_Jobs_
1 – Can you rewrite the paragraph in the transcript below that begins "It's interesting. It's interesting. I wonder though" in one or two shorter sentences that keep its main points?
2 – Answer these questions from the transcript below:
(a) Genie 3 is the third generation of which company's world models?
(b) Which two kinds of guitar does Pierson Marks contrast as possible variations?
(c) How many different variations does he suggest you might bucket to with AI?

_Source extract_
Pierson Marks (27:10.381)
like in the Jay-Z example, imagine if he didn't have Rick Rubin there and he had that first version, but you could have automatic generated sort of like variations that everybody across the internet heard a little bit different. Maybe the guitar is a Spanish guitar versus like a Southern guitar and like these slight variations and you test and you could see that kind of maybe you bucket to like a thousand different variations with AI. So like the producer just kind of says, this is a guitar
Bilal Tahir (27:23.352)
Hmm.
Bilal Tahir (27:29.538)
Right, right.
Bilal Tahir (27:38.21)
Right.
Pierson Marks (27:40.321)
And AI goes like, maybe let's try a different type of guitar for all these different variations, see which one works. I don't know.
Bilal Tahir (27:46.094)
No, that's a super fascinating concept. didn't even But I mean, you rarely see people, musicians, A-B test their songs and stuff, even a little bit, like for the Spanish audience. So maybe that's like when a new, like a terrorist puts out a song, but her research group knows that in Mexico, they like a little bit of this. So maybe you A-B test it. But.
Pierson Marks (28:11.305)
Right. Totally. Interesting.
Bilal Tahir (28:14.144)
It's interesting. It's interesting. I wonder though, if that will take away from the purity of the one song as well. So I'm sure there's always the other side. The other side would be like, what happened to serendipity? What happened to just imperfection? Why do we have to hyper optimize everything? And I'm sure there'll be a pendulum towards that as well. So it's super interesting.
Pierson Marks (28:39.659)
100 % yeah, I mean talking about generative stuff. Let's let's move to Genie 3
Bilal Tahir (28:43.618)
Yeah. Yeah, yeah. Yeah, I know you're super excited about it. So like, you what was your reaction when you... So I guess kind of setting the stage, what is Genie 3?
Pierson Marks (28:55.115)
Yeah, like Genie 3 is the third generation of Google's world models. they came out, excuse me, they came out with Genie 2 a little time ago and it pretty much was a on-demand, you might explain this better than I will, let me try to explain it though. It's on-demand world.
building? Maybe you try to explain it better.
Bilal Tahir (29:22.081)
Yeah, yeah.
No, no, you're right. I it just generates basically, it's not quite like a real time video. It's, I it kind of is, but basically it generates like a world for you, like, you know, on demand, you know, and real time, real, and real time, which is, is insane. Like if, I mean, we've talked about video generation before, so anyone who's tried to generate videos and stuff, you know how it costly, you know, and the latency. And so it's kind of insane that
Pierson Marks (29:34.259)
Real time, like real time too.
Pierson Marks (29:44.651)
Right.
Bilal Tahir (29:48.782)

_Supplied entries_
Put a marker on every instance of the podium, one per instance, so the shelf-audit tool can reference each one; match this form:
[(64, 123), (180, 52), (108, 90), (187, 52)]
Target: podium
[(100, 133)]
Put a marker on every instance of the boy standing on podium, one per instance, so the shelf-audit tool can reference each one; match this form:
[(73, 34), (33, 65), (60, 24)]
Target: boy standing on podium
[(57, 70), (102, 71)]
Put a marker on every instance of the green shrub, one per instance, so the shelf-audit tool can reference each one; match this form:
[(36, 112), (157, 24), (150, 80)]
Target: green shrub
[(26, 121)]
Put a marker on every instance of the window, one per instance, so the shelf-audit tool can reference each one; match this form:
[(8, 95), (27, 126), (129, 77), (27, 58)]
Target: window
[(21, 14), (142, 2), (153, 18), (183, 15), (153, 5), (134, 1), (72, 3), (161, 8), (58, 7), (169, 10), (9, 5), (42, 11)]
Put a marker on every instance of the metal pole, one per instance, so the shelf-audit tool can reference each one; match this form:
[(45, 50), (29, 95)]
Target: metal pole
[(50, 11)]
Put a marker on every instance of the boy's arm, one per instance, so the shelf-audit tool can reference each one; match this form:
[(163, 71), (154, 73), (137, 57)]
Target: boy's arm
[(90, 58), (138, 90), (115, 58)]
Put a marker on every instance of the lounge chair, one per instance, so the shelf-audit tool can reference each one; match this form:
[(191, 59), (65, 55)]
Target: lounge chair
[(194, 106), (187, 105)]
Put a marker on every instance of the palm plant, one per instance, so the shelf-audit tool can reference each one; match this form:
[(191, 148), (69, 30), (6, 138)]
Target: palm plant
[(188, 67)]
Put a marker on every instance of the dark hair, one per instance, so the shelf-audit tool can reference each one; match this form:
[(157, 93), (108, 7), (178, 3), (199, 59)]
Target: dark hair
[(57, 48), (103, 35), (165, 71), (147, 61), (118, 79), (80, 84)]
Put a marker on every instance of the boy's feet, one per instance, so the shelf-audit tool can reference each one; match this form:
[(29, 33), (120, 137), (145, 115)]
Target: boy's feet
---
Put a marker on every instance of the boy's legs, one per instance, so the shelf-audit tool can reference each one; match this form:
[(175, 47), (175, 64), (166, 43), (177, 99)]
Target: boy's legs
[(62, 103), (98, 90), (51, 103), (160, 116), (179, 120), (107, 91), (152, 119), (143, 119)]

_Set of answers_
1 – Bilal Tahir wonders whether such variations could take away from the purity of a single song. He expects a pendulum swing toward the opposing view, which asks what happened to serendipity and imperfection and why everything must be hyper-optimized.

2 –
(a) Google's.
(b) A Spanish guitar and a Southern guitar.
(c) A thousand.